The roots of the case go as far back as the late 18th century, when goats (Capra hircus) and sheep (Ovis aries) were released on the island and became feral. They were highly damaging to the endemic ecosystem (especially Palila (Loxioides bailleui), which became critically endangered), and competed with commercial livestock for resources. A government program for their elimination was put in place in the late 1920s. The numbers were reduced from an estimated 40,000 to 200 in 1950. However, they were not fully eradicated; an increase in leisure time and greater ease of access to the mountains drove an influx of hunters who saw the remaining feral species as game animals. The Hawaii Department of Land and Natural Resources conceded, and in place of the eradication program a sustained-control program was introduced. This was followed by introducing feral mouflon (Ovis aries orientalis) onto the island for hunters.

In addition to mouflon, axis deer (Axis axis) were proposed for introduction. This was met with protests against their introduction by farmers and ranchers, who saw them as a threat to food resources and a vehicle for bovine disease. The hunting industry fought back, and the back-and-forth between the ranching industry and hunters eventually gave way to a rise in public environmental concern; reports were published that showed that there was no environmentally sustainable way the deer could be introduced onto the island, and the issue was finally laid to rest.

With conservationists demanding protection of Mauna Kea's ecosystem, plans were made to fence off 25% of the forests from foreign influence and leave the remaining 75% under the same regulations. This plan was met by extreme opposition from conservationists, who questioned the effectiveness of such a plan as well as where the money for the fence, an expensive project, would be found. While the land was partitioned as planned, no money was allocated for the building of the fence. During these wranglings, the federal Endangered Species Act was passed. The National Audubon Society and Sierra Club Legal Defense Fund filed a lawsuit against the Hawaii Department of Land and Natural Resources, claiming that they were violating federal laws of conservation.

Directions for this task – Continue the passage on the feral animals of Mauna Kea from the point where it ends. The items that come next have no connection to the text above.

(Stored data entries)
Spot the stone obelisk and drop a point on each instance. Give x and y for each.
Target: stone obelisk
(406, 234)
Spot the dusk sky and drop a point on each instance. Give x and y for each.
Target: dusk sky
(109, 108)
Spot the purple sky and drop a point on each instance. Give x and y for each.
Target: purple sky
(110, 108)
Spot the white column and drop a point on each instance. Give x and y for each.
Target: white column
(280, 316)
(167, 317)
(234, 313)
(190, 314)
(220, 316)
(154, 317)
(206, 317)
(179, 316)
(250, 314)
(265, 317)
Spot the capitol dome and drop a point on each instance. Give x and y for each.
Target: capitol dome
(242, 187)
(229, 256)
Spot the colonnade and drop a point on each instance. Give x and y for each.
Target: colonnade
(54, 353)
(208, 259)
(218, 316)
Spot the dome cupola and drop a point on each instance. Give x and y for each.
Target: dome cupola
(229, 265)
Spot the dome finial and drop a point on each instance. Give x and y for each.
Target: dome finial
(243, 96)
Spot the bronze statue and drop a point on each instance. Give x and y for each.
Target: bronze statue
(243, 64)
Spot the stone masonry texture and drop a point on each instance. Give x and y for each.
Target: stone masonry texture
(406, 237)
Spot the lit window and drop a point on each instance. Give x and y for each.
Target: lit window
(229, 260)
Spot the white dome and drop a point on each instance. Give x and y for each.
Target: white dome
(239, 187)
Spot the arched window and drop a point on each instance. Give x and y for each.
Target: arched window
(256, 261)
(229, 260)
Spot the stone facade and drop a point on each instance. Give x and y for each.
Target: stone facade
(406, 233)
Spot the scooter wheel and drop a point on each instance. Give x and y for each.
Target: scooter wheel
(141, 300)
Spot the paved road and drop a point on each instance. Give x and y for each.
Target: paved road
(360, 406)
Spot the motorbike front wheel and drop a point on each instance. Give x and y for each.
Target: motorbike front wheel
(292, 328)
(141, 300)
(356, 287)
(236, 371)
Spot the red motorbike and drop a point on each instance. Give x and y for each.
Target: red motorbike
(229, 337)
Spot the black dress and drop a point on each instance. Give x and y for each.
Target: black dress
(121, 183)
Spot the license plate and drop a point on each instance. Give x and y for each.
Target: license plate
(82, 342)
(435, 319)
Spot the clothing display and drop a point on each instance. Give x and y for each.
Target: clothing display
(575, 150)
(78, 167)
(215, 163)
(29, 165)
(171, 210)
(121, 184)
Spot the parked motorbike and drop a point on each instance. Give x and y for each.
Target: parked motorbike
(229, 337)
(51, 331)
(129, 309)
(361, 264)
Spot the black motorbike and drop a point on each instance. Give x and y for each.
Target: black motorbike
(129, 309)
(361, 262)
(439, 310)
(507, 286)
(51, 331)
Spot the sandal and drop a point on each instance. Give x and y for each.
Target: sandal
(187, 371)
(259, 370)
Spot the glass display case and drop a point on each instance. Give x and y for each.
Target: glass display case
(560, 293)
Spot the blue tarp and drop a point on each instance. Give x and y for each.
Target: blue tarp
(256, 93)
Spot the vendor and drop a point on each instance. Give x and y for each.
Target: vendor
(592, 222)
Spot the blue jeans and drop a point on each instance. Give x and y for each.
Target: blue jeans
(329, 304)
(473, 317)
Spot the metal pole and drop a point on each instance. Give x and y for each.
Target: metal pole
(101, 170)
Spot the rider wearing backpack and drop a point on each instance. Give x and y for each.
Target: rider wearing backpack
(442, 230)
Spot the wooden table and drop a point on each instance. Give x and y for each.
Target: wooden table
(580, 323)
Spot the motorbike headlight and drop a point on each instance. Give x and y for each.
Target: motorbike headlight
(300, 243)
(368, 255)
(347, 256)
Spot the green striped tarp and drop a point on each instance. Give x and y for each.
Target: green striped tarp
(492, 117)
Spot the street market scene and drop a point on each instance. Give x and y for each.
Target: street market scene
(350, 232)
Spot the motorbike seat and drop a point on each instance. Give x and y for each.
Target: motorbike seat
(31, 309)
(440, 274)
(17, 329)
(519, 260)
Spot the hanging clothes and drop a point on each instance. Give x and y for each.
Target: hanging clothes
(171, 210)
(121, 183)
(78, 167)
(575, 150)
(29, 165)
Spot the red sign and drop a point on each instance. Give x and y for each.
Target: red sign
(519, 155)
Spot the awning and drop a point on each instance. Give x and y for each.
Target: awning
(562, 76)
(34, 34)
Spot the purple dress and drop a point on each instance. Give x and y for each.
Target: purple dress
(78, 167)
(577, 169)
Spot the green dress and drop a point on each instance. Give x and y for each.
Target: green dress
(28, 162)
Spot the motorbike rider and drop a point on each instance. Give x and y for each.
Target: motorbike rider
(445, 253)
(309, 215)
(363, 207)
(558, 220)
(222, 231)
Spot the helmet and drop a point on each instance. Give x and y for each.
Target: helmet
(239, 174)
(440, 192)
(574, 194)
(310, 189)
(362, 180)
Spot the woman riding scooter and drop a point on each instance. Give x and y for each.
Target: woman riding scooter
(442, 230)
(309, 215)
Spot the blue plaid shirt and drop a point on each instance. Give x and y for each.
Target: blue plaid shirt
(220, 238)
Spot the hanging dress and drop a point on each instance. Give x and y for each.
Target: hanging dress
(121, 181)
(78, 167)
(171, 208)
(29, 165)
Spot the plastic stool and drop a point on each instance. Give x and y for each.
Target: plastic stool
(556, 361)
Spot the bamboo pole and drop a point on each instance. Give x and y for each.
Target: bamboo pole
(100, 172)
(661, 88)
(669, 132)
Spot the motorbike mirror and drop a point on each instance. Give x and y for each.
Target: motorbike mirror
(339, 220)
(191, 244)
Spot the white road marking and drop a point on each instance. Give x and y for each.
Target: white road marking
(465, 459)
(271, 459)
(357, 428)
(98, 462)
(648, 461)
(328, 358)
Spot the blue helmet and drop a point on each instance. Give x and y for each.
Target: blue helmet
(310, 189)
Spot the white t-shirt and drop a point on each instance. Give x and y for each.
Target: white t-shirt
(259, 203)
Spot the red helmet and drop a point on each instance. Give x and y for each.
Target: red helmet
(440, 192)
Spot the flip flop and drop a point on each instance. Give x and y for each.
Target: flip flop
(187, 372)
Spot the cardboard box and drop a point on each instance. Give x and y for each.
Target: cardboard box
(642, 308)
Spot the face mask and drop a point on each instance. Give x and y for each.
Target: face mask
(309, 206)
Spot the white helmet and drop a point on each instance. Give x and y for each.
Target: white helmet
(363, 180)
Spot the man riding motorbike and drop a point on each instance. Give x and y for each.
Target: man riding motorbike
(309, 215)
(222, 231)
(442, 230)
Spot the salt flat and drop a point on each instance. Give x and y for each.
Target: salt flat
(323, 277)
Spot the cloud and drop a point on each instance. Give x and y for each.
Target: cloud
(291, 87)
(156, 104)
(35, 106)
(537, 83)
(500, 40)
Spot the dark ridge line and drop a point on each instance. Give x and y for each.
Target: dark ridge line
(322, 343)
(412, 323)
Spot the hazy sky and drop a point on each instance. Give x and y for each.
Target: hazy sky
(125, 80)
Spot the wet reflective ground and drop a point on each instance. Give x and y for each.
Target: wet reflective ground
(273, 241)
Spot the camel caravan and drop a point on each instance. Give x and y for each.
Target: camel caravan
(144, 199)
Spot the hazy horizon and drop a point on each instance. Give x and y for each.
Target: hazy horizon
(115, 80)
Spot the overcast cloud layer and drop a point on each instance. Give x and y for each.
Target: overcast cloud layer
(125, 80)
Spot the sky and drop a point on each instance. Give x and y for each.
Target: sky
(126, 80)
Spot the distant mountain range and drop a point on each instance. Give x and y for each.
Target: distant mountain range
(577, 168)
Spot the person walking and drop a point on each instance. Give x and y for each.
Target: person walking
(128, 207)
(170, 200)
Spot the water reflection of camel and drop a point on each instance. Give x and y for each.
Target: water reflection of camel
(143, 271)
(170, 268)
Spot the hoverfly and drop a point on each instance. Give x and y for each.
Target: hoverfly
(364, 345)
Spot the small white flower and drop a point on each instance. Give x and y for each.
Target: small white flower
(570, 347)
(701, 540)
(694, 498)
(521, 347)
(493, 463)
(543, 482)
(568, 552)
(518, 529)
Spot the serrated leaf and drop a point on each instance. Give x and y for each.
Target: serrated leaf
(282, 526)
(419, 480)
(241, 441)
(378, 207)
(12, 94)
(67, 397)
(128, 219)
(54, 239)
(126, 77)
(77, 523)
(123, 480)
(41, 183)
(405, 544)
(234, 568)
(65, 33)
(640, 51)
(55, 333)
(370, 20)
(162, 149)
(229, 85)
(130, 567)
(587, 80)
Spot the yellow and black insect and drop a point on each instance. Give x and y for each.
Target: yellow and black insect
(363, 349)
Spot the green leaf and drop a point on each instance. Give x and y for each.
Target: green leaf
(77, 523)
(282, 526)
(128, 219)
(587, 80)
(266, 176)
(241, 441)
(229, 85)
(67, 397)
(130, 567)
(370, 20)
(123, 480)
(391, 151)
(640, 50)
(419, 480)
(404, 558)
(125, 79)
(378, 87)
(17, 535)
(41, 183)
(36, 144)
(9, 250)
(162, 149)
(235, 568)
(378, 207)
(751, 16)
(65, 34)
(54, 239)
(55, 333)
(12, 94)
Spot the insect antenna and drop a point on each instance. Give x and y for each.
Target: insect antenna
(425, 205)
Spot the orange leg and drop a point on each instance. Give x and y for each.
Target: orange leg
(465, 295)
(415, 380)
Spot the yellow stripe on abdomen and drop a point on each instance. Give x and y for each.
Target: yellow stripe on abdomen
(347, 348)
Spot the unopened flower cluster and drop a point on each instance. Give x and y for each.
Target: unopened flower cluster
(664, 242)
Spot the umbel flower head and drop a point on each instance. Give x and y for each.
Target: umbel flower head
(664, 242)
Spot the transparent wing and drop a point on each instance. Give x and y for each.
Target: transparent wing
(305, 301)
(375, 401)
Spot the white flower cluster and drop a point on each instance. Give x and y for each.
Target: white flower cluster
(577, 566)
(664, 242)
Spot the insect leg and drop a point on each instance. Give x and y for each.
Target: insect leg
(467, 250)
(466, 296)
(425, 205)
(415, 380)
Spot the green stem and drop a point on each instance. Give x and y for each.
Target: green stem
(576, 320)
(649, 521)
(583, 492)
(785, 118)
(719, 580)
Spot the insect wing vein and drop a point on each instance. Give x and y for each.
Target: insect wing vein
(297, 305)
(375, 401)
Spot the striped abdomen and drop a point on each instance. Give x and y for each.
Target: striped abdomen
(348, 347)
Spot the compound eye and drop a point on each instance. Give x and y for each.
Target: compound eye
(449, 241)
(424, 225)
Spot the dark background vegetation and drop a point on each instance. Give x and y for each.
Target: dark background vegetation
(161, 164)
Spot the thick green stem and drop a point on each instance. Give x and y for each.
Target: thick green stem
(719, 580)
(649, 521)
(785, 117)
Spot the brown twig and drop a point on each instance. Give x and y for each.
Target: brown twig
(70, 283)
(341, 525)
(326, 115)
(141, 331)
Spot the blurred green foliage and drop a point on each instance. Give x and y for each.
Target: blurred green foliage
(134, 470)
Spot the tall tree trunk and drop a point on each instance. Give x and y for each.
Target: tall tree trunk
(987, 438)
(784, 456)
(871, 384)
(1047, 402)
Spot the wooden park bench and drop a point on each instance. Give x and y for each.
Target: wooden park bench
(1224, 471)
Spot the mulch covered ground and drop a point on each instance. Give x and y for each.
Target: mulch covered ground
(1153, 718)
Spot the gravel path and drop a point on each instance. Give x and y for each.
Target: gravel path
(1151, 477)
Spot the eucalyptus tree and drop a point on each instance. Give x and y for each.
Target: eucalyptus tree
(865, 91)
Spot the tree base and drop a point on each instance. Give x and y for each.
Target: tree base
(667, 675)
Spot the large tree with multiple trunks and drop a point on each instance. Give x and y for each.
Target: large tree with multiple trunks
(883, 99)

Answer section –
== Hearings ==

=== Basis ===
The arguments of Palila et al. were based on wording in the Endangered Species Act that extended protection to "critical habitats...the loss of which would appreciably decrease the likelihood of the survival and recovery of the listed species." These arguments were centered on the Palila, an endemic species of finch-billed Hawaiian honeycreeper. Because of deforestation, the Palila, which used to range on Mauna Kea, Mauna Loa, and Hualālai, had its range cut to limited areas of Mauna Kea representing just 10% of its former range. A mass of records, reports, and studies had been amassed, all pointing to the feral game animals as the main perpetrator of the species' endangerment, and all recommending their total removal from the mountainside. In 1977 the species was included by the US Department of the Interior in a list of 10 extremely endangered animals. The defense argued that the game animals were no threat to the species, and that the Tenth Amendment gives states the power to control non-migratory birds within their own borders.

=== Results ===
The district court found the state violated the ESA and ordered it to initiate steps towards the removal of feral sheep from the island within two years. Plans were approved for the eradication of the feral animals through a public hunting campaign. A request for appeal by the state was denied.

== Outcome ==
There were several important outcomes from the legal debate:
1. It established the right to protection of endangered animals to human conventions that damage the ecosystems which they live on.
2. It showed that the federal government has over-reaching power in what was prior an internal state matter.
3. The ability of endangered species to have standing to sue as plaintiffs in their own right was not questioned. (The trial court's opinion began, "The Palila (Psittirostra bailleui) seeks the protection of this Court . . . ." The appellate court did not object.)

While the Palila has been rescued from extinction hundreds of Hawaiian ecosystems and organisms remain in danger, and it is likely there will be a similar debate on similar topics in the future.